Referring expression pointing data
—————

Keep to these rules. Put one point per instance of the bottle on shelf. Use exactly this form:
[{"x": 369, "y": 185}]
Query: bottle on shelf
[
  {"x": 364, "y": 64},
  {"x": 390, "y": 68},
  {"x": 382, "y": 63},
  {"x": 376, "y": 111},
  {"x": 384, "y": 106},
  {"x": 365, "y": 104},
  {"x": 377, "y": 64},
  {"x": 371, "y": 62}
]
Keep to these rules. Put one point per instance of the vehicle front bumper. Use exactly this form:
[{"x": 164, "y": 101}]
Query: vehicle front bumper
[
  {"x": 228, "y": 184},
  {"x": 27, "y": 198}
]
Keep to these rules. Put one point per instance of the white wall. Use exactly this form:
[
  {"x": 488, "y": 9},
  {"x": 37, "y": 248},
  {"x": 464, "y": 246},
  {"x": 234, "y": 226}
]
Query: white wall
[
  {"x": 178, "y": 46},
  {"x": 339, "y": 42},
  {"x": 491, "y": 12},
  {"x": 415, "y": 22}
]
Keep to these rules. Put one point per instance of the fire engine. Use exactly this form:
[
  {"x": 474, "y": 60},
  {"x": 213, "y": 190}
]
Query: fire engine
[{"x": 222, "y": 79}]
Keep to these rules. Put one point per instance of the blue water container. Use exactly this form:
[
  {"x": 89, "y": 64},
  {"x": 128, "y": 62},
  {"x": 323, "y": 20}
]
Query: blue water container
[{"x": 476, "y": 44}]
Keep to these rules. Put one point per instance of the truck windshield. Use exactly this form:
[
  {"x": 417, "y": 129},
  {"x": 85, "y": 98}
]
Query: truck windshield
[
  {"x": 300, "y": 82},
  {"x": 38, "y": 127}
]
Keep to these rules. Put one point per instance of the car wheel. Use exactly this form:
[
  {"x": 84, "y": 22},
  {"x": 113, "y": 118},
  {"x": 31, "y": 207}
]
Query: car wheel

—————

* _Assigned task_
Only lines containing "wheel" belong in the answer; copy every such line from the records.

* _Solution to this exercise_
Keep to these rules. Put one point per instance of the car wheel. Use exactly this form:
Query: car wheel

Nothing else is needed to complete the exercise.